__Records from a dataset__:
____________________

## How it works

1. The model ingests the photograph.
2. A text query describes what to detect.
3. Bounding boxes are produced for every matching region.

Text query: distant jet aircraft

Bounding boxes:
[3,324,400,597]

____________________

__PROBLEM REQUIREMENTS__: Express every line of the listing above as a Markdown table with the columns Row and Line, numbering each row and leaving out blank lines.

__CORRECT OUTPUT__:
| Row | Line |
|---|---|
| 1 | ## How it works |
| 2 | 1. The model ingests the photograph. |
| 3 | 2. A text query describes what to detect. |
| 4 | 3. Bounding boxes are produced for every matching region. |
| 5 | Text query: distant jet aircraft |
| 6 | Bounding boxes: |
| 7 | [3,324,400,597] |